TASK BRIEF:
Within the entries below, find the portion that opens with the line containing "x=644, y=33" and closes with the line containing "x=337, y=122". Retype that portion exactly and only.

[Records drawn from a dataset]
= Beginning of Section =

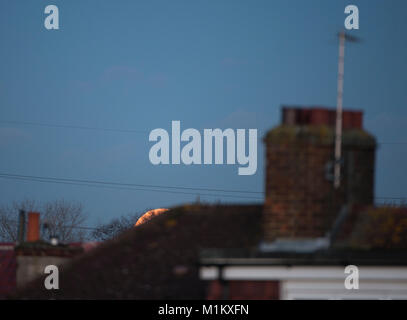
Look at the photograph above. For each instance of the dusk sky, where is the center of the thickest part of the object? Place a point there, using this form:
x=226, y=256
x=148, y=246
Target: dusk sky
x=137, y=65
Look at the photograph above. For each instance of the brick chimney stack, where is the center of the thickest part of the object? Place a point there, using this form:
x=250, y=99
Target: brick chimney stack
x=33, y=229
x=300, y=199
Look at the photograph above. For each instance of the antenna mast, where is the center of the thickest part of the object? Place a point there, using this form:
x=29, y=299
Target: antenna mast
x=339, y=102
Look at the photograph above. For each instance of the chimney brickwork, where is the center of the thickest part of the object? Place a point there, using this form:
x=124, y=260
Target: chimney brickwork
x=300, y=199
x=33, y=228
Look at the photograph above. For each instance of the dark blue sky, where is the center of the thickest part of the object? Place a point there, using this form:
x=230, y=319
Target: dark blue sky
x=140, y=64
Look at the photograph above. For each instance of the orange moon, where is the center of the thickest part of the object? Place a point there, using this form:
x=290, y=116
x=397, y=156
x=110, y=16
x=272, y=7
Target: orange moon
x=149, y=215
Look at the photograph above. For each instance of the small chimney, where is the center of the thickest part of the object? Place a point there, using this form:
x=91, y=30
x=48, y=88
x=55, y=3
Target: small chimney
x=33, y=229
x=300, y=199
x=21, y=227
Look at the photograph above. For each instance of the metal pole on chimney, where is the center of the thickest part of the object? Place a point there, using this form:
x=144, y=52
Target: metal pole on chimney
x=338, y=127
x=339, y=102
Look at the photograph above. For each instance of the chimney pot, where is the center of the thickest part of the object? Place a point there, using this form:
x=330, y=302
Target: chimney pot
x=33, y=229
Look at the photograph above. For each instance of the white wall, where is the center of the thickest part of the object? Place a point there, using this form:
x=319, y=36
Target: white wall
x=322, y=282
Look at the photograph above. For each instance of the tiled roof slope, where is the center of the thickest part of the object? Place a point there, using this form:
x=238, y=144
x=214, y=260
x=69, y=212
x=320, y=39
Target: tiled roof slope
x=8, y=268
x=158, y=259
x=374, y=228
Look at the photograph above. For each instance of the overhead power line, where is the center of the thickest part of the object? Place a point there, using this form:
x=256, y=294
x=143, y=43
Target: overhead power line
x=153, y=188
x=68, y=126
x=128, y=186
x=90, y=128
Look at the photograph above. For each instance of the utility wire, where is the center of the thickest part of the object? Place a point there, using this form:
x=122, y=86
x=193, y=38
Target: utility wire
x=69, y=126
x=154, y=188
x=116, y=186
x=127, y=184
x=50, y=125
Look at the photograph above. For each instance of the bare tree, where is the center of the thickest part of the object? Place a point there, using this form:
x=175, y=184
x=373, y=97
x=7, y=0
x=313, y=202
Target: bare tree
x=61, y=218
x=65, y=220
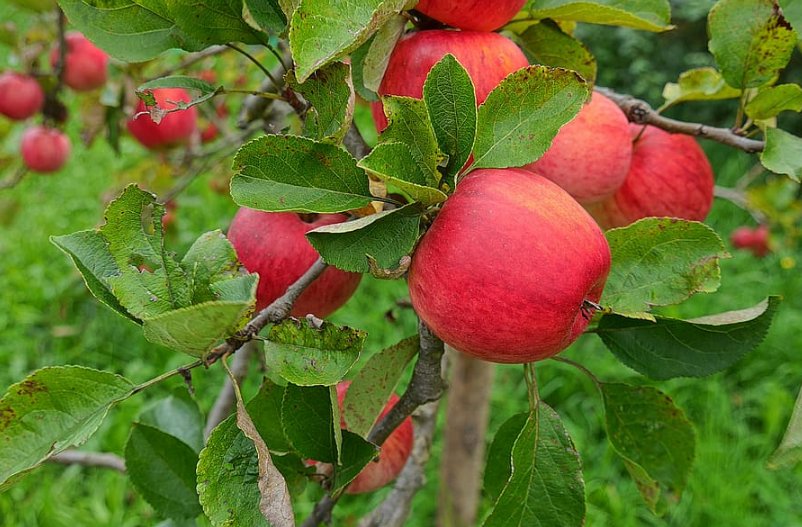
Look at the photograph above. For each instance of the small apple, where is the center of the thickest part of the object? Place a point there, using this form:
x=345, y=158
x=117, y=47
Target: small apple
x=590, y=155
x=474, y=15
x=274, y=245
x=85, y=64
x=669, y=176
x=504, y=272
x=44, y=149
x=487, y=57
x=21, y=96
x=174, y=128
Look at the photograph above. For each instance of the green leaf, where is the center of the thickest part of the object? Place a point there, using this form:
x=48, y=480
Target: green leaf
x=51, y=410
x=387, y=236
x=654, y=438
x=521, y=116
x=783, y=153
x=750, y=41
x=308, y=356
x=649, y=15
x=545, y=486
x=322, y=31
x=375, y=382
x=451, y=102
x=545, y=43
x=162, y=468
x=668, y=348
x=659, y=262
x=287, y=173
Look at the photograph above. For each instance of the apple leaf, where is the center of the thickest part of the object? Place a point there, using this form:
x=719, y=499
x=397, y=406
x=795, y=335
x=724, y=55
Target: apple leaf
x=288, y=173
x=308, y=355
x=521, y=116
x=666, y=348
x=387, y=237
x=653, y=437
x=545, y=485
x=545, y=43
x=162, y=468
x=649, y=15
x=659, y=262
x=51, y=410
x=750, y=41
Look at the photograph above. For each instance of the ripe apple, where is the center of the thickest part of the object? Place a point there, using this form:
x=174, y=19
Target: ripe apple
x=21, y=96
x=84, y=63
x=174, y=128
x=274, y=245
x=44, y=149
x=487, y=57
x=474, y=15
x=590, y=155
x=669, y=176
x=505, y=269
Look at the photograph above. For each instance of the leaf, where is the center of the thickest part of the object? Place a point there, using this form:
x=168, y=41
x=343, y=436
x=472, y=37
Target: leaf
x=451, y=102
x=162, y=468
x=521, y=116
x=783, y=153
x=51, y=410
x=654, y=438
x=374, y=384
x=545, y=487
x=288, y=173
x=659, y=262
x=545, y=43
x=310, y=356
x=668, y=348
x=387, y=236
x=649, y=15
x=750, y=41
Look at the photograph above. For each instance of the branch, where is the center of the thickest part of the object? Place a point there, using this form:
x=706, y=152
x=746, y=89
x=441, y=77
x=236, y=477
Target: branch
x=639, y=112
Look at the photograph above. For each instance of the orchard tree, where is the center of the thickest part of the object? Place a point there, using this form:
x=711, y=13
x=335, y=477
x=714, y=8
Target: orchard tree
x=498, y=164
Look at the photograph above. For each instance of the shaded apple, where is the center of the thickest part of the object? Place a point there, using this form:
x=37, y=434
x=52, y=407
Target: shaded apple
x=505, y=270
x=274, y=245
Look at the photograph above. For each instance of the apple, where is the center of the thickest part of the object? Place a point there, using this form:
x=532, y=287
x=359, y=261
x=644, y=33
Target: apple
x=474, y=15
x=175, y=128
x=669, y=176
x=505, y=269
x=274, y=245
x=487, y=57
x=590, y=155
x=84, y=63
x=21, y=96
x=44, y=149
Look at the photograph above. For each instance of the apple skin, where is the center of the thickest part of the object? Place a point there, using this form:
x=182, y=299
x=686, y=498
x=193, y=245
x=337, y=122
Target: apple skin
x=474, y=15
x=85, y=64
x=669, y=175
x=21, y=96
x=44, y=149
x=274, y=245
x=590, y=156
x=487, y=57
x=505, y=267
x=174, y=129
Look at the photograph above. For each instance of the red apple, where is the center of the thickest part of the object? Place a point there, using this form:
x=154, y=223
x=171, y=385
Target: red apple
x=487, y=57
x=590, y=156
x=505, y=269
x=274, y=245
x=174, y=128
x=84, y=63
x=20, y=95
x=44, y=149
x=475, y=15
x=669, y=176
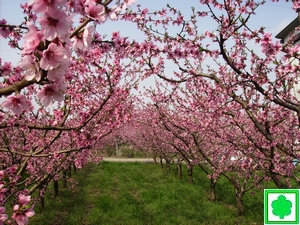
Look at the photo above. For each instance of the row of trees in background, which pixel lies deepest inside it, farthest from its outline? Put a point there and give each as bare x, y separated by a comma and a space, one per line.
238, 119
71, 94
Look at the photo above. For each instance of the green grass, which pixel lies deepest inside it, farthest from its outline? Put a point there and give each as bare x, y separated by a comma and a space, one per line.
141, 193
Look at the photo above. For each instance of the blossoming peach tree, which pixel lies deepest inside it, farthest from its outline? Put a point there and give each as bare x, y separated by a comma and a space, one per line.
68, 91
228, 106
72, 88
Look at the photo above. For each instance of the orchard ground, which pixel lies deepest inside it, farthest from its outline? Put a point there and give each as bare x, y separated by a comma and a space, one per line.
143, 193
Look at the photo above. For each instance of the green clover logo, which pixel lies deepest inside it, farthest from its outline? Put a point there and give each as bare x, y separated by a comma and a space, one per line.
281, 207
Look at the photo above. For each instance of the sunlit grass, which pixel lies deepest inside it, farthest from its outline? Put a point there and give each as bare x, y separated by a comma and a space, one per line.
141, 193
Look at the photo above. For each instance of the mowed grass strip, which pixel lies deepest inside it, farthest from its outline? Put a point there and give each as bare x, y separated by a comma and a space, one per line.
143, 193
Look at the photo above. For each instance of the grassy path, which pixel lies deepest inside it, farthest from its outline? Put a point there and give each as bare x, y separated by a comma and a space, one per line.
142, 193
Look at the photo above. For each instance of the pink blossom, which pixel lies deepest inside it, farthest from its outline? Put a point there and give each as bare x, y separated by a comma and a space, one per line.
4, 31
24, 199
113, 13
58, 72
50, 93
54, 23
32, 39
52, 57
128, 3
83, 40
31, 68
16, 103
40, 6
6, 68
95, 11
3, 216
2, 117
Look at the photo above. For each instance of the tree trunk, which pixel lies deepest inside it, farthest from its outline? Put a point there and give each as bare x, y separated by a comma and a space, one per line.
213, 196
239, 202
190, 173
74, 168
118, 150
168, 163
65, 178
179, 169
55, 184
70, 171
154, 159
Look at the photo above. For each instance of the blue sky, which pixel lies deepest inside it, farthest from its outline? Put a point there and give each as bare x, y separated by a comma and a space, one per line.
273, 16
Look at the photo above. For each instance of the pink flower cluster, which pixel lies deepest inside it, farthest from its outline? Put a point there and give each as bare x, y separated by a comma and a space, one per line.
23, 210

= End of Section =

THE ANSWER:
x=644, y=33
Target: apple
x=474, y=15
x=175, y=128
x=669, y=176
x=505, y=269
x=274, y=245
x=487, y=57
x=590, y=155
x=84, y=63
x=21, y=96
x=44, y=149
Look at the photograph above. For each instance of the apple skin, where is the center of the thickest part of the object? Place a point there, using this form:
x=182, y=299
x=686, y=498
x=193, y=245
x=337, y=122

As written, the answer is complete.